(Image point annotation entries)
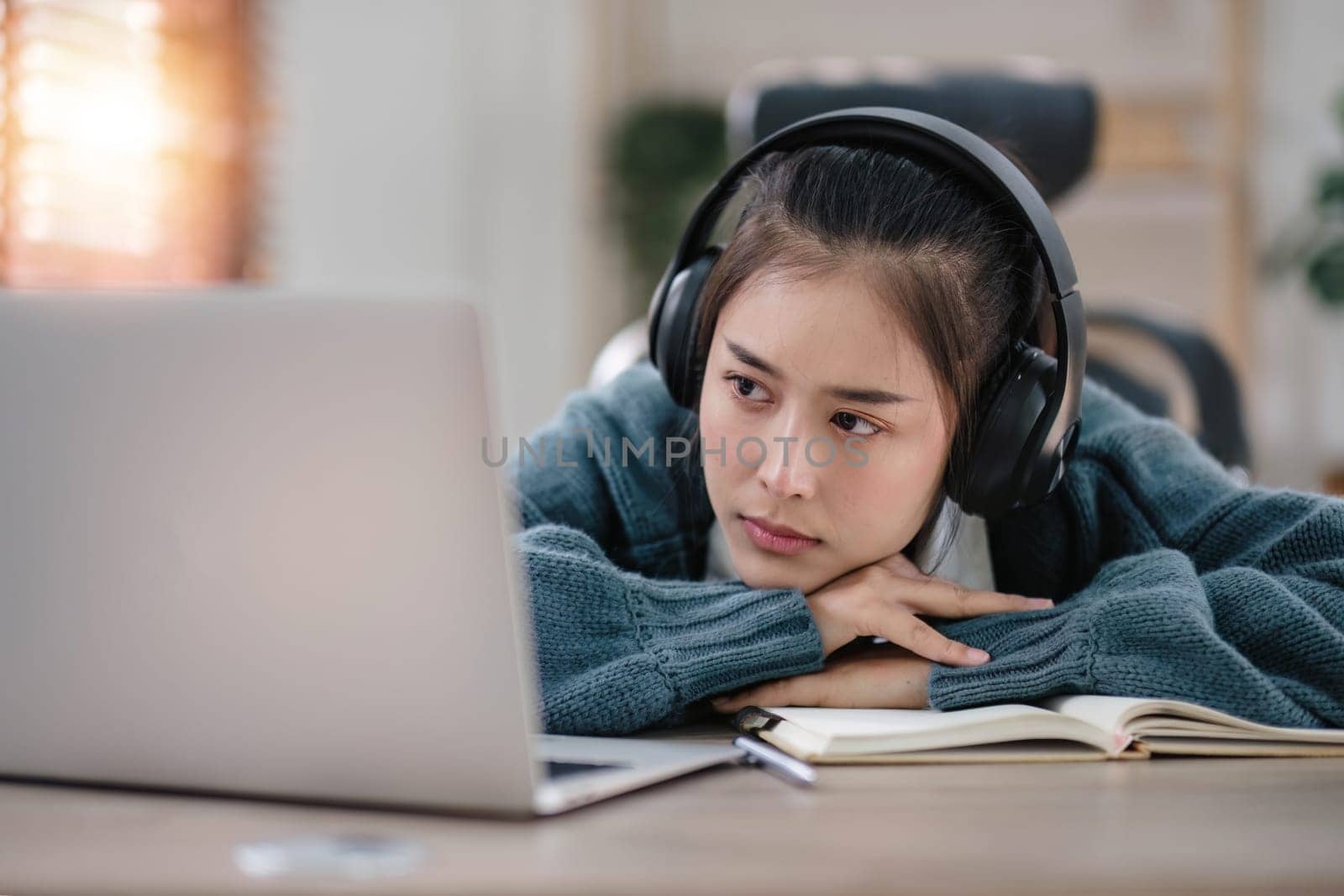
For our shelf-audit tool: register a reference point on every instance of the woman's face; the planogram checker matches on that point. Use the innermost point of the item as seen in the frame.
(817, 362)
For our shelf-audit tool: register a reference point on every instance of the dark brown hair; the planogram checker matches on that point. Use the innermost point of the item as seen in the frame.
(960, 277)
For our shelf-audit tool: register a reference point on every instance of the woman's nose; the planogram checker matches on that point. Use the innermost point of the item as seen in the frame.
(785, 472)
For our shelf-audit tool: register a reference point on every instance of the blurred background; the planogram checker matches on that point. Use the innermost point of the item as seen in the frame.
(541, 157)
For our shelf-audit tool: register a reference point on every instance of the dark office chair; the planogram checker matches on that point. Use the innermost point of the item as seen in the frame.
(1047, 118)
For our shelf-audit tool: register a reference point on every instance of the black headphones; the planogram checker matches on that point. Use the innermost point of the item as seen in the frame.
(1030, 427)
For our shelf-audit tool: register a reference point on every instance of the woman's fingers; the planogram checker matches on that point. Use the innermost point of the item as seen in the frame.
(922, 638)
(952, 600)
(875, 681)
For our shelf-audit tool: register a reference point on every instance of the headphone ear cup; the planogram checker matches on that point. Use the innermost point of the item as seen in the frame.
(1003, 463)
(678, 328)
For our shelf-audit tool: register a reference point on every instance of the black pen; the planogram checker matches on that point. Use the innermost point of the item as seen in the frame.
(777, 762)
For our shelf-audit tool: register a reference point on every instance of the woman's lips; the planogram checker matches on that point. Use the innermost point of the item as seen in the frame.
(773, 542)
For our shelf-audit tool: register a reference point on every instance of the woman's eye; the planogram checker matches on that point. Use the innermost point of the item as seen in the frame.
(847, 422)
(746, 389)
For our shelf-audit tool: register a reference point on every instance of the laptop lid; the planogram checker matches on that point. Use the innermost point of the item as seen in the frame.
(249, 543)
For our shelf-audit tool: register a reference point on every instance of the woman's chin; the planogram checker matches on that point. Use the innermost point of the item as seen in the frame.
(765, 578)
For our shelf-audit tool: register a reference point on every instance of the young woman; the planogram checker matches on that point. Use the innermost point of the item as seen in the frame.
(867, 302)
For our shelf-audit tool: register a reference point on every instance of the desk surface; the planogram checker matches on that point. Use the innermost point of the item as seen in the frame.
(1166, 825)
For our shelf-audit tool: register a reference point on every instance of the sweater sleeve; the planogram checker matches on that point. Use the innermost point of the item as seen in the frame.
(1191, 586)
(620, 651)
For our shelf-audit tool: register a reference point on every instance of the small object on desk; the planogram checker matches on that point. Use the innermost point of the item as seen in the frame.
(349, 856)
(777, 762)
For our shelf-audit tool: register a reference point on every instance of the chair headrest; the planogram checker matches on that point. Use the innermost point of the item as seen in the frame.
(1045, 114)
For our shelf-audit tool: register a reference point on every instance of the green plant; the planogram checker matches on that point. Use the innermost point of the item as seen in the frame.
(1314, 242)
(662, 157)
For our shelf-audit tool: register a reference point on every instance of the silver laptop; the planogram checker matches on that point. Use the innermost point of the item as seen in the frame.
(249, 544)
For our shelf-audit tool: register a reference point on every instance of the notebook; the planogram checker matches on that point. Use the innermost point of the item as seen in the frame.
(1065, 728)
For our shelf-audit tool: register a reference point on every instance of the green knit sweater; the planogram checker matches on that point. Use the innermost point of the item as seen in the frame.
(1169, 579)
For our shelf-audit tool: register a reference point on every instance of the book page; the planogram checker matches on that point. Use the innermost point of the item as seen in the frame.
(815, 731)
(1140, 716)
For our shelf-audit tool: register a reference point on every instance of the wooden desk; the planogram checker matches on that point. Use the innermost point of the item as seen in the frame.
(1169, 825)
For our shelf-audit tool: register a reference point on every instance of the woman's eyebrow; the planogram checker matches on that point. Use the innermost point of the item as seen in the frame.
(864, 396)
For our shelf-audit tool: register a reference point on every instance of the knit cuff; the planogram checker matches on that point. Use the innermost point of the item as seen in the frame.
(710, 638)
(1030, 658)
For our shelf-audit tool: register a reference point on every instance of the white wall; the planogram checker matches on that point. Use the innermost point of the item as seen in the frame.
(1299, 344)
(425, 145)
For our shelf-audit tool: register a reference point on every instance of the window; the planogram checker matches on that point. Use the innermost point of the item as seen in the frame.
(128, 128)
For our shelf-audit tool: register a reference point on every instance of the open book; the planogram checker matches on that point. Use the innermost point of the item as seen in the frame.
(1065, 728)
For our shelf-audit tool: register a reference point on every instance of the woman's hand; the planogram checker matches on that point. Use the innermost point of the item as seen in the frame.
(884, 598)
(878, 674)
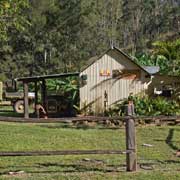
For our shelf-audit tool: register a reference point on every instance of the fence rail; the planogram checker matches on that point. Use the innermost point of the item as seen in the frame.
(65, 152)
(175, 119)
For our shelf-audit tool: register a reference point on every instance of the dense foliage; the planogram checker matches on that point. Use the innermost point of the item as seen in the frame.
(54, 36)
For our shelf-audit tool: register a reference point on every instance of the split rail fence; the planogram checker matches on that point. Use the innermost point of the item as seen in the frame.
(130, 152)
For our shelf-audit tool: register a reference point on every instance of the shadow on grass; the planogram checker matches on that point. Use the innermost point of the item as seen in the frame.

▶ **Written request**:
Rewrite the rows from the line containing "of the book" through the line containing "(1140, 716)", keeping every line, and offset each coordinate in the answers by -106.

▶ **Answer to the exercise**:
For our shelf-audit tool: register a reference point on every instance of the book page; the planogram checker matches on that point. Use the innermost point of the item as seen in the frame.
(709, 625)
(1034, 610)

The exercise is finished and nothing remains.